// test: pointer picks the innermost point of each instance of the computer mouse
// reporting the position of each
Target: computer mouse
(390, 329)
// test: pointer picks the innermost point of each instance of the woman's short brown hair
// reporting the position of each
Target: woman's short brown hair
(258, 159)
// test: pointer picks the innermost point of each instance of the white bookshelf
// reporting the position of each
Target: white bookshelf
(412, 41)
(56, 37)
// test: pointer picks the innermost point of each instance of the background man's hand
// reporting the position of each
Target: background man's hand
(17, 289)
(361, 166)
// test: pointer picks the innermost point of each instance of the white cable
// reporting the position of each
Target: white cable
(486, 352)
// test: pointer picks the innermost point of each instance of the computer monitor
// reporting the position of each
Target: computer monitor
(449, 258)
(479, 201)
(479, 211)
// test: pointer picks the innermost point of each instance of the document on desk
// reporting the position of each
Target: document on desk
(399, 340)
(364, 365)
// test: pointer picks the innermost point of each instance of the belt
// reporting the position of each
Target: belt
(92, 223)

▬▬▬▬▬▬

WHAT THE TASK ASKS :: Could you give again, word for word, the line with "Target: white cable" and all lines after it through the end of the data? Leave out everything else.

ANSWER TO THIS TASK ::
Target: white cable
(486, 352)
// test: pointer picks the innermost point of each instance of the computer monitor
// reporting the position of each
Target: computer monitor
(449, 258)
(479, 201)
(479, 211)
// test: pointer picks the innermost point of each instance of the document on desk
// reporting the position of each
Target: document on desk
(399, 340)
(364, 365)
// test: pointer picks the innermost point of each instance of the belt
// reporting the position of each
Target: belt
(92, 223)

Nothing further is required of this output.